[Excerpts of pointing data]
* * * * * * * * *

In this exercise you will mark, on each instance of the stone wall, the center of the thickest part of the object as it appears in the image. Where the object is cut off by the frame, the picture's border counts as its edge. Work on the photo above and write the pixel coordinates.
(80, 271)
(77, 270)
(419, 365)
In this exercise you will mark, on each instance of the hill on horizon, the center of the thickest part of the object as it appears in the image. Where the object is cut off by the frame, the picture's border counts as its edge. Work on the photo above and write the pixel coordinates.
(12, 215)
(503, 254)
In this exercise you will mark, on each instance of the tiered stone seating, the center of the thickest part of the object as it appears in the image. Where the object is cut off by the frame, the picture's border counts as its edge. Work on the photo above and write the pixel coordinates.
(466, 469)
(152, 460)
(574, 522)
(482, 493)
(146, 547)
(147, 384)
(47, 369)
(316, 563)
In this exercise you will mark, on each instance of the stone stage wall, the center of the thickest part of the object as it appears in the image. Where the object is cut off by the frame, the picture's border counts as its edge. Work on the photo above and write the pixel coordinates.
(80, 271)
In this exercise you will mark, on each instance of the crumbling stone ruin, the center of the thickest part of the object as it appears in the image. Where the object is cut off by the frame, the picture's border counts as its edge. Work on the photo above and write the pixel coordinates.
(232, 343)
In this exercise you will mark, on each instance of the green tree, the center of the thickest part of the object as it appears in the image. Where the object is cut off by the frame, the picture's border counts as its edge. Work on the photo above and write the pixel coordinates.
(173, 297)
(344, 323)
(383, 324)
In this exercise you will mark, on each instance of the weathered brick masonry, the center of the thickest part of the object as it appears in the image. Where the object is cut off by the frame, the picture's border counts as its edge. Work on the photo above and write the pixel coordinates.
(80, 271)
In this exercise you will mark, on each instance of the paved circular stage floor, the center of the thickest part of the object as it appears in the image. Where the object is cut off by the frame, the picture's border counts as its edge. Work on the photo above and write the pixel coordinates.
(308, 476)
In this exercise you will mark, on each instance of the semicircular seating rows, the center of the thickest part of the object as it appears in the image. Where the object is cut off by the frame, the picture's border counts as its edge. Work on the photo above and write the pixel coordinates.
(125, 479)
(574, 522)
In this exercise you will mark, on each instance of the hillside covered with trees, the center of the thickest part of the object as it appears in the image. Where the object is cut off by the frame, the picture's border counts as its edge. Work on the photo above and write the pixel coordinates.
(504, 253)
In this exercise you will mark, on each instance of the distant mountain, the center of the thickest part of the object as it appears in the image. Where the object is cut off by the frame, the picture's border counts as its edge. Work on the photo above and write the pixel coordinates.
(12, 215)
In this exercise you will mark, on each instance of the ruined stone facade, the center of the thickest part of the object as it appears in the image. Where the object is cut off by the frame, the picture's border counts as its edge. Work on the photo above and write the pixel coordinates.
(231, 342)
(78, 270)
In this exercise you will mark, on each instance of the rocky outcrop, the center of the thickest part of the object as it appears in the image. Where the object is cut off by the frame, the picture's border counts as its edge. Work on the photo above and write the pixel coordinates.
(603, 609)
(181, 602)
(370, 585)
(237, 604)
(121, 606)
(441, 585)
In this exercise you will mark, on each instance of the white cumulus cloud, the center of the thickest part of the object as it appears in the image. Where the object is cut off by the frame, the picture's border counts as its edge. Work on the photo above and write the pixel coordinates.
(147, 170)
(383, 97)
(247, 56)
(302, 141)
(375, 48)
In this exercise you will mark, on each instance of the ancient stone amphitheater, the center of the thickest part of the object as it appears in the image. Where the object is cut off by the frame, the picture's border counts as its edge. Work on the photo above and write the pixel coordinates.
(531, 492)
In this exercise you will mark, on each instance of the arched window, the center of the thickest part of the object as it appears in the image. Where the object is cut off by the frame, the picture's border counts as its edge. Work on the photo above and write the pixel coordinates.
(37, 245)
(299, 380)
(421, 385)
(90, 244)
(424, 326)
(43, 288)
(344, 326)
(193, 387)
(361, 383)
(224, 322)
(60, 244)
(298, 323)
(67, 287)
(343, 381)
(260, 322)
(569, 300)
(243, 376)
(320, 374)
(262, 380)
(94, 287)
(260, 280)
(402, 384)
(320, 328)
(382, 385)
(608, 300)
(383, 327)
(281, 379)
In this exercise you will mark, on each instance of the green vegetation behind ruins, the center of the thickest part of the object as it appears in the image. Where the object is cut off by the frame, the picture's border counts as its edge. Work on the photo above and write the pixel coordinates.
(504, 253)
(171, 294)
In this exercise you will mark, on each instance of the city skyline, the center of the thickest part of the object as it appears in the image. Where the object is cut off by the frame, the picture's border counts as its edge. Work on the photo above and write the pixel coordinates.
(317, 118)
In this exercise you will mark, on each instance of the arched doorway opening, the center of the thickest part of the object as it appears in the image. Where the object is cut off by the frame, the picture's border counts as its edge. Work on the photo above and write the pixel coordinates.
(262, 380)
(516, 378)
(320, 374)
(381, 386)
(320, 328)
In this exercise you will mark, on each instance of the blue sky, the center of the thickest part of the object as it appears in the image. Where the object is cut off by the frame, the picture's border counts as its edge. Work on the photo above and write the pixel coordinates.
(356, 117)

* * * * * * * * *

Exercise prompt: Copy everything from the line containing "of the city" down through the last of the entries, with every line unchanged.

Result below:
In this exercise you will mark, on each instance of the city skyline, the center of the thickest part of the object as it appears in the image. Where the object is cut off by the frame, the picture's border counts as its edge. Work on the photo above and write the pixel coordinates.
(317, 118)
In this exercise you will mark, on each instance of the arched doorway opening, the center of the thickest part of the object as it appears in the image. Where the object is cut off by the frame, the picture's border counts as its edge. Work on the photo above and write the pixel coordinates.
(262, 380)
(516, 378)
(320, 374)
(381, 386)
(320, 328)
In this exercise you will mark, on each instance of the blue sky, the center of the thickest part of the object as it appears in the image. Where the object is cut off by the frame, the picture's border counts as its edge. Work on the photo above and write the pixel coordinates.
(356, 117)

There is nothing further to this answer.